Data listing:
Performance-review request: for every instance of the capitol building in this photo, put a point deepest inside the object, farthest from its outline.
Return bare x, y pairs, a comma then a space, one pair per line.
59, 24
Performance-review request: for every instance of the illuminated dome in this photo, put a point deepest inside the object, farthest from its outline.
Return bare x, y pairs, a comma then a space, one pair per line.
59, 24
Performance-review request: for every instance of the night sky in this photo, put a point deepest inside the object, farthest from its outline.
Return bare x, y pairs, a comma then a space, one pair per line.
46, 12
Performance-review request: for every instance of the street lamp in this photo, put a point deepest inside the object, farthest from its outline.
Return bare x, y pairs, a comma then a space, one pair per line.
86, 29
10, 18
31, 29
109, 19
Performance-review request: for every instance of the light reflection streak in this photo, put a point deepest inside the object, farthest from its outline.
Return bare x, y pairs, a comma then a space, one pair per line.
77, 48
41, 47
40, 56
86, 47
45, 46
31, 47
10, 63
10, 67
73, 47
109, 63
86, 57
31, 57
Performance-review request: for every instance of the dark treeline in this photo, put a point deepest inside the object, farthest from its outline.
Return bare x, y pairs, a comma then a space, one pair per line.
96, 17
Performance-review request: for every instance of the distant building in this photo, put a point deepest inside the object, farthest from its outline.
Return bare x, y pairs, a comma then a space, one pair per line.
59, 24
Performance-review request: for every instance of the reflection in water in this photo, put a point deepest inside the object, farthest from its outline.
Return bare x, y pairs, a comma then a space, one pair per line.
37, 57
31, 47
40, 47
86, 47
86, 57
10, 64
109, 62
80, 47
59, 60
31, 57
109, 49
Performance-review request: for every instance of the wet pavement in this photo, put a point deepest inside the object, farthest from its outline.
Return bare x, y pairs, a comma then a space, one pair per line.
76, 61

---

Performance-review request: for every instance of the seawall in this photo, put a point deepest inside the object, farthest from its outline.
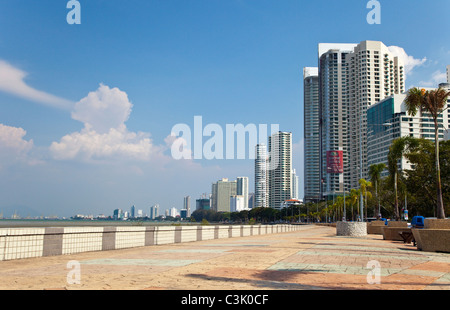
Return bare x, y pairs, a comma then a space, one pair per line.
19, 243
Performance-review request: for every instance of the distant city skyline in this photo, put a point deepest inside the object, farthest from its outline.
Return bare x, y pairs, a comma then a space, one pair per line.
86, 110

TASK TO CARRY OUT: Select and copy every line of the items above that contains the word "distant", treating uppercase and lowercase as different.

WRITTEN REPLY:
Performance-review request: for every instance of the distant building in this photo, put a point deepest inside the object, farthest from its outline.
Performance-review request: for every instance of the distant city skyline in this photo, put a point deepest inside the object, farthest from its outline.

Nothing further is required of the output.